◆ Your tasks ◆
1. Answer each question from the film review below, one per line, with answers marked (a), (b), (c):
(a) In what country and year does the story open?
(b) To which country does Dominic escape after the Nazis find out about him?
(c) Whom is Veronica identical to?
2. Continue the film review below, starting after its final sentence.

◆ Document excerpt ◆
-- Begin --

To give you an idea, this feels like a movie directed by Terry Gilliam and co-written by Jorge Luis Borges and Philip K. Dick. Its high-concept premise was an opportunity to explore themes like time, loss, regret. Unfortunately, the result is uneven, too ambitious for its own good.

Romania, 1938. Aging language scholar Dominic (Tim Roth) is struck by lighting and inexplicably becomes younger. He also develops an incredible memory which boosts his linguistic skills. When Nazis find out about him, Dominic escapes in Switzerland, where he is hunted down by a German scientist.

In the second half, which feels like a different movie altogether, Dominic meets Veronica (Alexandra Maria Lara), identical to Laura - I like the nod to Petrarca here: see the introductory dream, which is basically a "Triumph of the Death" - the woman he loved (and lost) sixty years before. Veronica too is struck by lighting (!) and experiences visions from her previous lives. Dominic uses her mystical journey for his study on the origins of language.

Add to this: some weird powers acquired by Dominic, who can read books by simply staring at them and at some point is also able control guns with telekinesis, like a low-rent Magneto; a cameo appearance by a furry-fingered creature holding a skull, apparently Shiva (?); an incomprehensible subplot about a "double" played by Roth as a mix between Adolf Hitler and Gollum (Coppola even uses the same camera tricks employed by Jackson during the schizophrenic conversations). I kid you not.

-- End --

◆ Supplied data ◆
-- Begin --

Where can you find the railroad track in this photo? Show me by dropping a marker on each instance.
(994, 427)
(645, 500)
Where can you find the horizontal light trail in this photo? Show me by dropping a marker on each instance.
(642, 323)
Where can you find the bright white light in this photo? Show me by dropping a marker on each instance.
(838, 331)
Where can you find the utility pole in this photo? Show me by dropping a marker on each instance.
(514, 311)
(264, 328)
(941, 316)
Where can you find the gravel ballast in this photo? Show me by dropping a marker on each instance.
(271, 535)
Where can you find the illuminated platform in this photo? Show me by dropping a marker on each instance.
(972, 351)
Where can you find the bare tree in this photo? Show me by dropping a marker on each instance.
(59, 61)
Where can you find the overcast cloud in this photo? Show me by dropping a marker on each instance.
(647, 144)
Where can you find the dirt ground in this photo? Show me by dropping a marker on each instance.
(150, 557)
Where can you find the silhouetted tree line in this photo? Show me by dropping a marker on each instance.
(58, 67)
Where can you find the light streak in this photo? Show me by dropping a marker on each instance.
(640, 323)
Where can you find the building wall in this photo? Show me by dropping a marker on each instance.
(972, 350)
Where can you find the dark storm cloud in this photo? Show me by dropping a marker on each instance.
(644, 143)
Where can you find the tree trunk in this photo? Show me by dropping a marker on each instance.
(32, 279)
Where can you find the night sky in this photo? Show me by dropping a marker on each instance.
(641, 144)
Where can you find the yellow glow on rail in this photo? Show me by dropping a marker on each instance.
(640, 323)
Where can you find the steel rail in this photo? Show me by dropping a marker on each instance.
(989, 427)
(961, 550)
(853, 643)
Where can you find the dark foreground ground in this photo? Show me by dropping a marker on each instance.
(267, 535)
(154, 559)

-- End --

◆ Results in order ◆
1.
(a) Romania, 1938.
(b) Switzerland.
(c) Laura, the woman Dominic loved and lost sixty years before.

2.
I like Roth (The Legend of 1900, Rosencrantz and Guildenstern Are Dead), but his performance here is uneven. As quiet, decent Dominic he is nicely understated; he is somewhat baffling as the already mentioned "double". Is it meant to represent Id? Superego? Or maybe a Jungian shadow? Beats me - and Roth too, I guess.

Luminous Alexandra Maria Lara is remarkable in a challenging and thankless role (after a brief appearance at the beginning she disappears from the movie for a long time).

Although I am not familiar with the novel by Mircea Eliade adapted here, I suspect two things: first, it could be interesting and make more sense than the movie; second, the adaptation suffers from what is called "the slideshow effect": all the best bits from the book glued together with little regard for pacing (which here is totally off) and clarity.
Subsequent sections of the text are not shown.